— Start —

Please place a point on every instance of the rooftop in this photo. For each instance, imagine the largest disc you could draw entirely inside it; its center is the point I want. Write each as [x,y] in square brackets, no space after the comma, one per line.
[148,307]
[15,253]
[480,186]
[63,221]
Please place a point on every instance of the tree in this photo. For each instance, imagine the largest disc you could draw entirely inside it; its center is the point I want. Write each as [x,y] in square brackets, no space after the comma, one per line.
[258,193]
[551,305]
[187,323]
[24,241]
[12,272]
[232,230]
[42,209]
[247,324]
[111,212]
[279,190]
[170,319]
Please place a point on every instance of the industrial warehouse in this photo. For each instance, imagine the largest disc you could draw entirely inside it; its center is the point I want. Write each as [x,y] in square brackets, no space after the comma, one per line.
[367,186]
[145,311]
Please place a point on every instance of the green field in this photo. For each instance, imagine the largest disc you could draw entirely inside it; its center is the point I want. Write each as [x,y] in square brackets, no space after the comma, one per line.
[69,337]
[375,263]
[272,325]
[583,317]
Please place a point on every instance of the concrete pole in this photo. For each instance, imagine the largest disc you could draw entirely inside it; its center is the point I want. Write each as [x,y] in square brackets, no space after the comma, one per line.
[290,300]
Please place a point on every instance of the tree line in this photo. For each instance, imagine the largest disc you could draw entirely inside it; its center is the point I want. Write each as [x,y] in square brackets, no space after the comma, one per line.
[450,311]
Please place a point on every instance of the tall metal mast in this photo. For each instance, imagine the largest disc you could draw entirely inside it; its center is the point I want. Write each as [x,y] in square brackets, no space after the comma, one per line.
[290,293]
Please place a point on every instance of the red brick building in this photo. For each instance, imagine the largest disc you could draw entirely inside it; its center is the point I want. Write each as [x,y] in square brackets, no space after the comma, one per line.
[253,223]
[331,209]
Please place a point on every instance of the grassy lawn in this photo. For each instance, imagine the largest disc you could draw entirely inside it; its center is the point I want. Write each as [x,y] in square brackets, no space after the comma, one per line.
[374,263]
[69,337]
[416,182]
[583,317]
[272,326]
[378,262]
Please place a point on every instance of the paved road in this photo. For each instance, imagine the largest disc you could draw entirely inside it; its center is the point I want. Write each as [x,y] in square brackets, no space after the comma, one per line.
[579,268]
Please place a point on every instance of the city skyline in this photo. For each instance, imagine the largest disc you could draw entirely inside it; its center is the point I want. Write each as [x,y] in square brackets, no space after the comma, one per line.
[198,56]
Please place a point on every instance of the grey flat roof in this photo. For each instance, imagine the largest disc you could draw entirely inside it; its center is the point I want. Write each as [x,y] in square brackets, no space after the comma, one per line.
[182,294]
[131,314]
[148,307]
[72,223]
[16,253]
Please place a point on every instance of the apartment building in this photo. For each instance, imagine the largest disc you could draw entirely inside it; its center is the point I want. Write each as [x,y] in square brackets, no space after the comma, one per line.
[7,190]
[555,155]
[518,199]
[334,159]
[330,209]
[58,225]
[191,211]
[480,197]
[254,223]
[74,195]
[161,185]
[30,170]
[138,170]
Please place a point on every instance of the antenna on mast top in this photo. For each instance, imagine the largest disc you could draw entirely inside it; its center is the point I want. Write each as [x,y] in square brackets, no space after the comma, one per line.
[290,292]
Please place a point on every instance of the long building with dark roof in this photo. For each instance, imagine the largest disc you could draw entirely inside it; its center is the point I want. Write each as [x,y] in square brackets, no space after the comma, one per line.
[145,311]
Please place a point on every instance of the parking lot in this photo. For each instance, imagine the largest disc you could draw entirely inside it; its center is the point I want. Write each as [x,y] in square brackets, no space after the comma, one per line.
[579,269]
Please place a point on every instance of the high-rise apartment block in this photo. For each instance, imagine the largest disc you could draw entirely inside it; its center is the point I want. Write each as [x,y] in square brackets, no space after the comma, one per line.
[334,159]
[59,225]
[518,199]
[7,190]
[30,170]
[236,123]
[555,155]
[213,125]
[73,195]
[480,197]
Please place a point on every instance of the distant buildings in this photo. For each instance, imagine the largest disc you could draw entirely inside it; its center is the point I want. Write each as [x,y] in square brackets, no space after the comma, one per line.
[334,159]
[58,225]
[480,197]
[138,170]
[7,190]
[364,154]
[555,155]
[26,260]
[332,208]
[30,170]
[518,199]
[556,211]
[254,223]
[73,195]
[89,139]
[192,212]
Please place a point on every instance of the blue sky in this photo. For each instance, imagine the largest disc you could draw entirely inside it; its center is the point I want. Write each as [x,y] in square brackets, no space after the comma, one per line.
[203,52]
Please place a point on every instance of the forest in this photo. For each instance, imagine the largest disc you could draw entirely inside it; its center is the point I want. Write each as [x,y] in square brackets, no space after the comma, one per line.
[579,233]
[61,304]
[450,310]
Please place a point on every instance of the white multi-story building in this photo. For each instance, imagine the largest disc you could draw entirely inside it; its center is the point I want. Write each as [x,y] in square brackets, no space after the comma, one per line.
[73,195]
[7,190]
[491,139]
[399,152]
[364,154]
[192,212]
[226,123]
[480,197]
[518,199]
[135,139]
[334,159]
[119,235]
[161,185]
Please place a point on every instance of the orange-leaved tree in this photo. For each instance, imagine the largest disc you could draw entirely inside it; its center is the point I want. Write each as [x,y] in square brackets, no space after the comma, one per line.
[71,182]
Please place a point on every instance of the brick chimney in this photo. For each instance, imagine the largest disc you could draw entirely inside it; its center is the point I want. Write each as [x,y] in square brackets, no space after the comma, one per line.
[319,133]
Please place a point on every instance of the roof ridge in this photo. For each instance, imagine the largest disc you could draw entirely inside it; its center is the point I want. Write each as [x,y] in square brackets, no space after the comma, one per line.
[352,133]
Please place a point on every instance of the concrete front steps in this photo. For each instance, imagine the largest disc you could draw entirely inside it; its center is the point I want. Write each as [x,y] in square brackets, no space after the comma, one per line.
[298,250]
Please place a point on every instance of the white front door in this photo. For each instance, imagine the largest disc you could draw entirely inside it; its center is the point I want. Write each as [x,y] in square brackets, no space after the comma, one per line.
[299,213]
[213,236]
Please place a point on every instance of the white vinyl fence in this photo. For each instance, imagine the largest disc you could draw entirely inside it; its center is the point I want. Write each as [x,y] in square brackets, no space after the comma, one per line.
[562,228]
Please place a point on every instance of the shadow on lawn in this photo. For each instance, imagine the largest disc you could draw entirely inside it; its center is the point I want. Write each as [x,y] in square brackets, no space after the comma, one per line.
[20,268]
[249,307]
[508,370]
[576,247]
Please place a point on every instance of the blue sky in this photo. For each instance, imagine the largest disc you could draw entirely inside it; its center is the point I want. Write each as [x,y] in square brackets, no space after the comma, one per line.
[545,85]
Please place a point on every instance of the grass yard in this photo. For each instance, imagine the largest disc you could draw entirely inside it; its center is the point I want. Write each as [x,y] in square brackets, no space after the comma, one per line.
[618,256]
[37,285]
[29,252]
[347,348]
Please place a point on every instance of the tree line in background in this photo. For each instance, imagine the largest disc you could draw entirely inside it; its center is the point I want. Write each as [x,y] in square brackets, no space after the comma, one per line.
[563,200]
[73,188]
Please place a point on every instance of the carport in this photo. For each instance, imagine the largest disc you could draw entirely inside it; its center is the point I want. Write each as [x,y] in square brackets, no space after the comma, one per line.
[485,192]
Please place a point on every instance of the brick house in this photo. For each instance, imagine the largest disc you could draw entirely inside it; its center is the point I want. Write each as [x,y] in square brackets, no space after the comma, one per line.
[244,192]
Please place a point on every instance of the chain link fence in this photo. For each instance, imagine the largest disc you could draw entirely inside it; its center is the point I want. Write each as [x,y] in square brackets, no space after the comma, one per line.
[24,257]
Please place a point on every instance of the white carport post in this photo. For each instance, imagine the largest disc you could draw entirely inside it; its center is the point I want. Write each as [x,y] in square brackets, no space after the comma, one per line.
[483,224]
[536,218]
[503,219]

— End —

§ **Task statement**:
Output the stretch from the line containing "Please place a point on every instance of the white carport" through the end of the rows as a Markdown table with columns No and Text, numbering each line and leaving out blank lines.

§ **Complete response**:
| No | Text |
|---|---|
| 1 | Please place a point on every instance of the white carport post in this photo. For each instance, imagine the largest disc you could draw entirely inside it; its center is the point I want. Write each as [x,y] in square brackets, no space after the comma, one per line. |
| 2 | [483,224] |
| 3 | [536,218] |
| 4 | [503,219] |